Reproduce verbatim the lines from the one containing "Every instance of the red" through the final line of the records below, including both.

■ ■ ■ ■ ■ ■ ■

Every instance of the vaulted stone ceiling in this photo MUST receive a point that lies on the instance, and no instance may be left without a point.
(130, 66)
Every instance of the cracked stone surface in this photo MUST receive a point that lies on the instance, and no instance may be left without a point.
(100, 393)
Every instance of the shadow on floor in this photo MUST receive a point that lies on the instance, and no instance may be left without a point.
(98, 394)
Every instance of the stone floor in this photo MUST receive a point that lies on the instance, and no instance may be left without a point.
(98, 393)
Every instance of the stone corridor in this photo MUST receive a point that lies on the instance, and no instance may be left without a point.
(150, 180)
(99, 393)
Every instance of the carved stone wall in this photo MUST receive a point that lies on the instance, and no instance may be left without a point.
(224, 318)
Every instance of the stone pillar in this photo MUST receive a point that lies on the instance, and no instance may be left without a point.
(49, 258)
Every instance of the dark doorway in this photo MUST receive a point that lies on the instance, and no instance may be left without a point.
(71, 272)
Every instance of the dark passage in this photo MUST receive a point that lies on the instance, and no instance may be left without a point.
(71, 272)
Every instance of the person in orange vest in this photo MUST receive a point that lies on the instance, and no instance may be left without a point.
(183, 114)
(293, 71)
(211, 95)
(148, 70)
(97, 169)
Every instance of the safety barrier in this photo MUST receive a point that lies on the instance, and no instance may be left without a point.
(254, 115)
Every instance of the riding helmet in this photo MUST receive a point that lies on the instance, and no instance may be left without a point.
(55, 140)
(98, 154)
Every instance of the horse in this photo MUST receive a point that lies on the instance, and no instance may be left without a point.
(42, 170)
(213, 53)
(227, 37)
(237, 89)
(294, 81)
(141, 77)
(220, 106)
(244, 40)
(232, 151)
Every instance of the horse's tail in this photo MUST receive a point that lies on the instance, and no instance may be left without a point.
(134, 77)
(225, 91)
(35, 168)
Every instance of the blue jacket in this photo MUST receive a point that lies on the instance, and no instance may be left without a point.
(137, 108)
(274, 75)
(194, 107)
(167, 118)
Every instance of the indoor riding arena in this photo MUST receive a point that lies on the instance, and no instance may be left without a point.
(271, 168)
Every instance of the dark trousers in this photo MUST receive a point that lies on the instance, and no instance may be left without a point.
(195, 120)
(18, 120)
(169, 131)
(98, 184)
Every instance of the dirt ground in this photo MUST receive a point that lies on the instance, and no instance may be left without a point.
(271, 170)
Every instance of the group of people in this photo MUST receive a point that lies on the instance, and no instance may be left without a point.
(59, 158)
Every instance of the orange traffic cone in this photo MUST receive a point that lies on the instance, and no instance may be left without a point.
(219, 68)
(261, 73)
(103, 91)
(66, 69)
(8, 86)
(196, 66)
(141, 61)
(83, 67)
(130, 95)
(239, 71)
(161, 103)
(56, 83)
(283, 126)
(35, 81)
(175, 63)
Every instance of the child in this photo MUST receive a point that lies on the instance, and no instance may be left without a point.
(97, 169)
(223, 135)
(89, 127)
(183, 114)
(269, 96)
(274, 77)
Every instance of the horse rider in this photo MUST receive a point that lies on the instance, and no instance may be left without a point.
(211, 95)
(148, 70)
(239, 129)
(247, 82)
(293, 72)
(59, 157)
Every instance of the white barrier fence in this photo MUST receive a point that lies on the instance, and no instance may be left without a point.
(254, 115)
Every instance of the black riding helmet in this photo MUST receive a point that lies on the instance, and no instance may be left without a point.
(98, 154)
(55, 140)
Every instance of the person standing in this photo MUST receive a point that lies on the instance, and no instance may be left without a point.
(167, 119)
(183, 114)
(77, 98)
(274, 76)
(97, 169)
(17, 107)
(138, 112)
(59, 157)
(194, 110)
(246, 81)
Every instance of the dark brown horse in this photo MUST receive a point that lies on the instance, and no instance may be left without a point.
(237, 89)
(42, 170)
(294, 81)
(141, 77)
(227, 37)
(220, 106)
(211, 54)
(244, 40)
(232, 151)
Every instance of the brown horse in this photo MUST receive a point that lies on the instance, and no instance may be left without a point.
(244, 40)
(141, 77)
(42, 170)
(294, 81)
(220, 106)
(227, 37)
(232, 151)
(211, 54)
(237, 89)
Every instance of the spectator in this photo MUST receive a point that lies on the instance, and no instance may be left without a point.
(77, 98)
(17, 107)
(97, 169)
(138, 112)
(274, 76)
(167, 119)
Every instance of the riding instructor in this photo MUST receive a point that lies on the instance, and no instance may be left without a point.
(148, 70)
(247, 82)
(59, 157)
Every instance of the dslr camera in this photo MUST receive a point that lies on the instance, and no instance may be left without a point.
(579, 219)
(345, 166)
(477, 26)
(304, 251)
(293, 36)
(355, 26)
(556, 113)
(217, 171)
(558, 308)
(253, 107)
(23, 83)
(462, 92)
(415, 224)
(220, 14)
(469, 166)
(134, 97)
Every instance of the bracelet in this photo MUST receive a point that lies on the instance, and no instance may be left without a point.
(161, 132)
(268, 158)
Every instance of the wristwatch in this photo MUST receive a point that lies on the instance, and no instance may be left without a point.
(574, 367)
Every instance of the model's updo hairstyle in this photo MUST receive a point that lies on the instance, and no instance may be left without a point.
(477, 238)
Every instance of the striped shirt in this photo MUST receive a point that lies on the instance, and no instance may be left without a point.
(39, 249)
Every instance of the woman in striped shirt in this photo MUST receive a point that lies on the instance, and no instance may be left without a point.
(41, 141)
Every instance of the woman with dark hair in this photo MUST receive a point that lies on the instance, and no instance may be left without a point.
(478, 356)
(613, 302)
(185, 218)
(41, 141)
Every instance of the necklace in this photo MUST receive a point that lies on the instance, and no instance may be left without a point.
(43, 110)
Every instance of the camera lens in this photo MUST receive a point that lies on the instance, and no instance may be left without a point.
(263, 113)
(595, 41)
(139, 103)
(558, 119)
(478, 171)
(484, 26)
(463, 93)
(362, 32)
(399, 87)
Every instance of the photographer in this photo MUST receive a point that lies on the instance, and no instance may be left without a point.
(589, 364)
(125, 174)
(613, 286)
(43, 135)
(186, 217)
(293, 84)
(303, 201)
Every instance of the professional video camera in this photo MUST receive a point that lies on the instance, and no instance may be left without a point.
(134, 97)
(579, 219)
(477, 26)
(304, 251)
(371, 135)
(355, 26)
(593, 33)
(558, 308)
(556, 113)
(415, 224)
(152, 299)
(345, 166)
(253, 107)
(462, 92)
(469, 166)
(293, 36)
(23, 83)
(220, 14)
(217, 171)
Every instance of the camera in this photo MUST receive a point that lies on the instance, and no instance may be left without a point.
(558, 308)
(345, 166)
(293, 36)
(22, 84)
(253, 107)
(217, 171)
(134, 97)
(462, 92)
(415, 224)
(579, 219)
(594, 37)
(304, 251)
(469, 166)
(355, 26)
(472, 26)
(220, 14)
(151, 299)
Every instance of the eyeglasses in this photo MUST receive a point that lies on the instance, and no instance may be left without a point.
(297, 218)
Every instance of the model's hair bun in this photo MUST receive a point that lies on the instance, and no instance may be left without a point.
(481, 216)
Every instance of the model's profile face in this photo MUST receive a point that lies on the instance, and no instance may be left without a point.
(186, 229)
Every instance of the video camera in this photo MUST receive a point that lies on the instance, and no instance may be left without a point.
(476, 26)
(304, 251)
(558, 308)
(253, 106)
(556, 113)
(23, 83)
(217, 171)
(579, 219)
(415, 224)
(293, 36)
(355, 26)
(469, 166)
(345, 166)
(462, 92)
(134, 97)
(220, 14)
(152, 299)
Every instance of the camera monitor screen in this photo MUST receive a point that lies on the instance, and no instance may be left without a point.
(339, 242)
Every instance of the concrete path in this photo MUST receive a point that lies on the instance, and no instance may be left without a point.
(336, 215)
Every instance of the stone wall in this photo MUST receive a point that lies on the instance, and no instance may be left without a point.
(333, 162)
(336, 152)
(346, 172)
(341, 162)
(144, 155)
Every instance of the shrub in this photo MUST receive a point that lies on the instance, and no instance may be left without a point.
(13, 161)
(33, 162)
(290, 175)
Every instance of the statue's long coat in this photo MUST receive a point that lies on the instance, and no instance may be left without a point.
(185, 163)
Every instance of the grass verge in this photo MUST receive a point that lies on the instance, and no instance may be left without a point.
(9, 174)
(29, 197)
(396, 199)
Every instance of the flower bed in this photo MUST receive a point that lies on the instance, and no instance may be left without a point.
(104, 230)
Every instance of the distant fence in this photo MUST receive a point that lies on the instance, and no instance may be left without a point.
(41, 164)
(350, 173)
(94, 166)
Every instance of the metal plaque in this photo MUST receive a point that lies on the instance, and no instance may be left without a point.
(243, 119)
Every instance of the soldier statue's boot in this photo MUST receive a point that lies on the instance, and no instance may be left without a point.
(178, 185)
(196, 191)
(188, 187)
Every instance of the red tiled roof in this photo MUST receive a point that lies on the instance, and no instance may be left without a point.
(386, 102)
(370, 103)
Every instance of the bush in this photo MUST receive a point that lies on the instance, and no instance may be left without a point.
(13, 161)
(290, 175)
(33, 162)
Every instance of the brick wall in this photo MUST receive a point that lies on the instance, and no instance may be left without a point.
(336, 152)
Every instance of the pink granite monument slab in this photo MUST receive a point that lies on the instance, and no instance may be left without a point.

■ ■ ■ ■ ■ ■ ■

▸ **REPLY TO THE TASK**
Every instance of the red tiled roof in this photo MUST receive a point that lies on the instance, and no instance may be left without a point.
(386, 102)
(370, 103)
Every instance of the bush in this photo MUST receive a point that lies on the instance, and no instance may be left without a point.
(13, 161)
(290, 175)
(33, 162)
Every instance of the brick wall in this photo MUST receive a point that lies on the instance, and no instance may be left without a point.
(336, 152)
Every instance of the pink granite monument slab in this photo MUST receive a point that lies on the instance, and no instance may be left without a point.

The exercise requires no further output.